--- EXERCISE DATA ---
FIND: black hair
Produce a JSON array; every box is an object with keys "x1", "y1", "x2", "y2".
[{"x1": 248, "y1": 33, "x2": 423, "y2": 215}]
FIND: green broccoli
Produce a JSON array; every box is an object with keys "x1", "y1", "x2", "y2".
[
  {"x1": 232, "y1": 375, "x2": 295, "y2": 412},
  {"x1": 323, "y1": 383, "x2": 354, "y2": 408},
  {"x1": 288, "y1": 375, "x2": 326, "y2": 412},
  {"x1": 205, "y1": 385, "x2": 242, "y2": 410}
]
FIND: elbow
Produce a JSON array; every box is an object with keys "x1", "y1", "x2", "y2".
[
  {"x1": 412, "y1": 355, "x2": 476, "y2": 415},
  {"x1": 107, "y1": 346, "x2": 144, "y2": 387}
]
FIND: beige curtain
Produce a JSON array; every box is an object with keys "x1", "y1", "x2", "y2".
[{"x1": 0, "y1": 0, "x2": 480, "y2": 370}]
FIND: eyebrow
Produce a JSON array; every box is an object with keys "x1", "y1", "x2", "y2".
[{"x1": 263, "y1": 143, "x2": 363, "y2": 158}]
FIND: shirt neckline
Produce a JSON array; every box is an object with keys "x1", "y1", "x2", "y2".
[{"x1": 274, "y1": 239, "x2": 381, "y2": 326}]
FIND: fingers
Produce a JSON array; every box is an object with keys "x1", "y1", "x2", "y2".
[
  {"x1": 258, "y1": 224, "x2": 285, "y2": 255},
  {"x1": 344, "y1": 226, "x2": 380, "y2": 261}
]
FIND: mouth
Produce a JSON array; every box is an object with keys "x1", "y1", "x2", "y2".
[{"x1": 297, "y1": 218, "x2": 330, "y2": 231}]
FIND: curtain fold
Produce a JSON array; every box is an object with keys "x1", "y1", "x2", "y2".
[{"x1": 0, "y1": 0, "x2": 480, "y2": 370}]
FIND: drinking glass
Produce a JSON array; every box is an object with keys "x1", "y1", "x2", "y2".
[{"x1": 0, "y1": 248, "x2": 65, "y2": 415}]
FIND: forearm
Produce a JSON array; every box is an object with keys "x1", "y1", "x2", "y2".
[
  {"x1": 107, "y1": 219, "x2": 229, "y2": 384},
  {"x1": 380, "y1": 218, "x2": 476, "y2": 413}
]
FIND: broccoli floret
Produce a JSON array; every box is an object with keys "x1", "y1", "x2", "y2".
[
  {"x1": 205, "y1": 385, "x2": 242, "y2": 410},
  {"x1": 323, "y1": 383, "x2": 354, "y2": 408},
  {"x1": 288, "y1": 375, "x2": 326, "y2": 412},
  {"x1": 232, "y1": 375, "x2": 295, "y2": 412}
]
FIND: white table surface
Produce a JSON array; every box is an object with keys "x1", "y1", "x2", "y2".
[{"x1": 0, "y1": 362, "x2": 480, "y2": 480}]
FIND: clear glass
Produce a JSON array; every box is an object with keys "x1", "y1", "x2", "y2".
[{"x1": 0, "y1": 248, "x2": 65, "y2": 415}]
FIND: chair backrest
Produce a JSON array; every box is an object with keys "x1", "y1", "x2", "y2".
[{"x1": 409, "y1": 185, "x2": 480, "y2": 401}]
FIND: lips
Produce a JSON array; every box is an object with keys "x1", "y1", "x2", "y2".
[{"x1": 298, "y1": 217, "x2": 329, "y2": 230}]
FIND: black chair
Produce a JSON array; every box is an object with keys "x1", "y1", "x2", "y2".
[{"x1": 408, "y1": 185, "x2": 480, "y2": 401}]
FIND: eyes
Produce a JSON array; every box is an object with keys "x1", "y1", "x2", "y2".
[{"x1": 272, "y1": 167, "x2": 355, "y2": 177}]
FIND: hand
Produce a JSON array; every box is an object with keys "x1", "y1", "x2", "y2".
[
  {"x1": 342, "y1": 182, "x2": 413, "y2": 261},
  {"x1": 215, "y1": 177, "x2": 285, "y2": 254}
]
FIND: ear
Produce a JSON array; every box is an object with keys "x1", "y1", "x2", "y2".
---
**GOAL OF THE EXERCISE**
Show each line of the material above that contains the string "chair", matching case exactly.

**COMPLETED TASK**
FIND: chair backrest
FIND: black chair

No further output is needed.